| Supplied text |
-- Opening Marker --

In the data analysis stage of this study, firstly, the inputs used for AFDD of building HVAC were investigated and analyzed to understand the importance of various features in fault detection. Then, the common faults associated with these features were investigated and classified in accordance with the different HVAC levels (i.e., system, sub-system, and component/equipment) that they correspond to. Furthermore, different algorithms used for identifying and diagnosing the faults were studied and categorized within the big picture of the current state of practice in AFDD. Finally, knowledge was extracted by implementing and developing machine learning-based models that could indicate associations among HVAC faults and detection/diagnosis methods reported in the literature.

4.1. Feature Analysis

Figure 4 summarizes the features used in the analyzed literature for AFDD. They are ranked based on their frequency of use in the HVAC FDD models reported in the literature. It is evident that ‘temperature’ is the single most crucial feature used for AFDD, as its application also extends to the second most frequently used feature, i.e., the ‘calculated measure’. This feature commonly uses arithmetic operations such as subtraction and often uses features such as ‘temperature’ or ‘pressure’ as the calculation component; for example, the calculated measure is used to show the temperature difference between the supply and return air or pressure difference between the entrance and the exit (inlet and outlet) to indicate pressure drop or increase. Other frequently used parameters include the ‘pressure’ and ‘flow rate’. State-representative information and energy-related parameters such as ‘Opening/position’, which represents physical characteristics such as position or percentage of a valve being open or closed, and ‘Load’ and ‘Energy’ categories are among other attributes frequently used by AFDD models.

4.2. Fault Analysis

Before initiating the AFDD analysis, it is essential to identify the fault types. Several fault classification systems exist in the literature, such as [10,44,45,46]; however, they cannot be used in this study. Some classifications are specific to a particular sub-system, such as chillers [10], or, if they cover the whole HVAC system [44,45,46], they are too detailed and elaborate and cannot support the abstraction required for rule mining. Accordingly, in this study, eighteen (18) fault categories were created and introduced to solely organize, categorize and analyze more than 400 faults reported in the literature investigated for HVAC’s most common faults detected using data-driven methods in this paper. It must be noticed that the categories shown in Table 1 are not meant to provide a comprehensive classification of all fault types. The faults considered apply to the HVAC system, sub-system, and/or components. The faults are categorized based on the following procedure. The categories are created using a hypernym keyword. The faults are hyponym and belong to only one of the eighteen hypernyms created. Then, logical reasoning is performed to assign each fault to the category that it best represents. In cases where a hyponym consists of more than one word in its description, the first word will be selected, and the assignment is carried out based on that word. For example, for the fault type referred to as ‘control unstable’, the term ‘control’ is considered the primary word, and ‘unstable’ is a condition associated with controlling. Hence, the fault is assigned to the ‘control’ category. The only exception applies to faults that include bias/drift. In particular, for sensor faults, we skip the sensor type, even if it is the first word of the fault description, and look at the following term in the description.

-- Closing Marker --

| Records from a data source |
-- Opening Marker --

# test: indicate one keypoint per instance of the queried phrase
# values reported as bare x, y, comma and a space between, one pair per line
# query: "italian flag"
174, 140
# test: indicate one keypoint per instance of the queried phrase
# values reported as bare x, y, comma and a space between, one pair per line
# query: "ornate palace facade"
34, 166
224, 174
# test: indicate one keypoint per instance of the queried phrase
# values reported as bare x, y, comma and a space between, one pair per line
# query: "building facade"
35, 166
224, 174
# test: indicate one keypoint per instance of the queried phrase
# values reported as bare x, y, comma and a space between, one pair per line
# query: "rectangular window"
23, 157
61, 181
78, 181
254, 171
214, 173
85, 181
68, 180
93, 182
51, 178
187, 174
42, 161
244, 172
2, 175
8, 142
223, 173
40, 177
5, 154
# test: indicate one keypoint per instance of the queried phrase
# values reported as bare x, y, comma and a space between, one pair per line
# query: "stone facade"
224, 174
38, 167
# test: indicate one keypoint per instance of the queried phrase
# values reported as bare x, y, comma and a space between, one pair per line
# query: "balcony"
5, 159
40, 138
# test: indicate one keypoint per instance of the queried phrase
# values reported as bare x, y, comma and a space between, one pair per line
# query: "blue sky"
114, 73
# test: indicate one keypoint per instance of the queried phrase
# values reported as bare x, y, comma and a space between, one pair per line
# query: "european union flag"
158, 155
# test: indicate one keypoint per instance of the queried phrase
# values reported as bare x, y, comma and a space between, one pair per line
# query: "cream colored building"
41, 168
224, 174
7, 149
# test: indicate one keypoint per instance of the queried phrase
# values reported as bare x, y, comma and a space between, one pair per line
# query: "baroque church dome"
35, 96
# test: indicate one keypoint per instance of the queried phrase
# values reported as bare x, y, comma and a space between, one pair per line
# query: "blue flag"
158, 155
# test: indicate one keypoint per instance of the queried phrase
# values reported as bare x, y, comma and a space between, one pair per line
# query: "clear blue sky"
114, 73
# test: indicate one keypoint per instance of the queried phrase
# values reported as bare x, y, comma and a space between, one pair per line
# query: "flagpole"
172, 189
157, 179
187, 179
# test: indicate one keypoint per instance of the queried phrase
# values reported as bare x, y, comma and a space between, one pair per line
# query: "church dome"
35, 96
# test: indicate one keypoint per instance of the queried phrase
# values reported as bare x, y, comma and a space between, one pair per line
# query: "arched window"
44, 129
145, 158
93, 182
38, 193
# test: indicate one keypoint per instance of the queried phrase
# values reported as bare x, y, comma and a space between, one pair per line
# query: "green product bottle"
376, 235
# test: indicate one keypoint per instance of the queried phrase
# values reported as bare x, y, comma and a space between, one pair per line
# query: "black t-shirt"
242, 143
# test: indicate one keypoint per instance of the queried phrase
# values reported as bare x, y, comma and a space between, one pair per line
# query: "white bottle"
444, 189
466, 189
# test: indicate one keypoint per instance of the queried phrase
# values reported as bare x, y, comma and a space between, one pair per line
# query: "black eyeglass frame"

-- Closing Marker --

| Exercise tasks |
a - List every feature that the HVAC fault detection text names in its feature analysis section as used by AFDD models.
b - Answer these questions from the HVAC fault detection text:
(i) Which feature is the second most frequently used for AFDD?
(ii) How many fault categories were created in the study?
(iii) To which category is the fault type 'control unstable' assigned?
c - Reproduce the passage of the HVAC fault detection text between "In the data" and "methods reported in the literature.", inclusive.
Rely only on the HVAC fault detection text when responding.

| Task solutions |
a -
temperature
calculated measure
pressure
flow rate
Opening/position
Load
Energy

b -
(i) The 'calculated measure'.
(ii) Eighteen (18).
(iii) The 'control' category.

c -
In the data analysis stage of this study, firstly, the inputs used for AFDD of building HVAC were investigated and analyzed to understand the importance of various features in fault detection. Then, the common faults associated with these features were investigated and classified in accordance with the different HVAC levels (i.e., system, sub-system, and component/equipment) that they correspond to. Furthermore, different algorithms used for identifying and diagnosing the faults were studied and categorized within the big picture of the current state of practice in AFDD. Finally, knowledge was extracted by implementing and developing machine learning-based models that could indicate associations among HVAC faults and detection/diagnosis methods reported in the literature.